Given text
▽

“Border Song”
Elton & Aretha: 1970-72

Elton John's 1970 single, “Border Song". Click for digital.
Elton John's 1970 single, “Border Song". Click for digital.
Elton John and Bernie Taupin, the song-writing pair who turned out an amazing run of 1970s hits.
Elton John and Bernie Taupin, the song-writing pair who turned out an amazing run of 1970s hits.

“Border Song” is an Elton John and Bernie Taupin song originally performed by John for his 1970 self-titled second album, Elton John. It was also the album’s first single released in the spring of 1970.

The song, about half-way through, has a rousing, gospel-style sound to it. But upon its release, it failed to get much attention. Then, a bit later in America, singer Aretha Franklin became interested in recording it. More on her involvement in a moment.

Music Player
“Border Song”- Elton John
1970

“Border Song” was one of the early Bernie Taupin/Elton John collaborations, presaging a 50-year partnership between the two, with Taupin writing the lyrics and John supplying the music. Their lives had converged when they were just starting out, both vying for songwriting jobs in London. Then they discovered their complementary talents.

△

Supplied records
▽

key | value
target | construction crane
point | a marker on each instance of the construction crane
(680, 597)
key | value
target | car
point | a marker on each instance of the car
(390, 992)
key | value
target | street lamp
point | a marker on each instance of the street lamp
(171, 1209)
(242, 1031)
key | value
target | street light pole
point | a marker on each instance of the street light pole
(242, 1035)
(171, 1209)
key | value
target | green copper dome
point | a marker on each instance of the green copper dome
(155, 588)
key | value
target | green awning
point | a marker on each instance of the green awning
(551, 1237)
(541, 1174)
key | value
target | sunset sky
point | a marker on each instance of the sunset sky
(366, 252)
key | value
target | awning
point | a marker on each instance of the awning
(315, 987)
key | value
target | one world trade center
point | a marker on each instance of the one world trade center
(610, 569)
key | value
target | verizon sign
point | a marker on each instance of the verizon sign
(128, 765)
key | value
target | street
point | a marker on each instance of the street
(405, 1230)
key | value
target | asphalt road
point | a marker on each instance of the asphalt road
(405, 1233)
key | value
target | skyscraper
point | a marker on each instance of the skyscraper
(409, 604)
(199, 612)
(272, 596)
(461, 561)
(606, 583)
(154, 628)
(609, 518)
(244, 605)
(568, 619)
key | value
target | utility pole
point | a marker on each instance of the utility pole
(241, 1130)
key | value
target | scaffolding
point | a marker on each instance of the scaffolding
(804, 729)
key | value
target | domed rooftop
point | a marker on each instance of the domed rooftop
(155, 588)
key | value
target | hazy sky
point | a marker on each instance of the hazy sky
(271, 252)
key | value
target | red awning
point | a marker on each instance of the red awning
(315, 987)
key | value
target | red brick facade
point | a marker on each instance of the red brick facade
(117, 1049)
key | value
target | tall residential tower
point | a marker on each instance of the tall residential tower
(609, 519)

△
▽

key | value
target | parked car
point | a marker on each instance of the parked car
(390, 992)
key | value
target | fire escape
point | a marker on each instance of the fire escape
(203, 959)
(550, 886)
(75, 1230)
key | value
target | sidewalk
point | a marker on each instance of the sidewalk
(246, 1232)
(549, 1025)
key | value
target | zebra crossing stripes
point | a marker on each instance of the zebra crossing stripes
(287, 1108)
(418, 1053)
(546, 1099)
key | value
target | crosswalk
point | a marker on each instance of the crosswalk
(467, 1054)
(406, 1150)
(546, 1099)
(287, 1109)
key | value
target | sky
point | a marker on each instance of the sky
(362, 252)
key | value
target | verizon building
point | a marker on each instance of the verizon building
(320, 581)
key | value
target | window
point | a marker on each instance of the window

△

What you need to do
**a.** Rewrite everything in the Border Song text from "Elton & Aretha: 1970-72" down to "spring of 1970.", replacing "song-writing pair" with "songwriting team".
**b.** Translate this sentence from the Border Song text into Spanish: "But upon its release, it failed to get much attention."
**c.** Answer these questions using the Border Song text:
(i) In what season and year was the song released as a single?
(ii) Which singer in America became interested in recording it?
(iii) In the partnership between Taupin and John, who wrote the lyrics?
The records come from a separate source.

Responses per task
**a.**
Elton & Aretha: 1970-72

Elton John's 1970 single, “Border Song". Click for digital.
Elton John's 1970 single, “Border Song". Click for digital.
Elton John and Bernie Taupin, the songwriting team who turned out an amazing run of 1970s hits.
Elton John and Bernie Taupin, the songwriting team who turned out an amazing run of 1970s hits.

“Border Song” is an Elton John and Bernie Taupin song originally performed by John for his 1970 self-titled second album, Elton John. It was also the album’s first single released in the spring of 1970.

**b.** Pero, tras su lanzamiento, no logró atraer mucha atención.

**c.**
(i) The spring of 1970.
(ii) Aretha Franklin.
(iii) Bernie Taupin.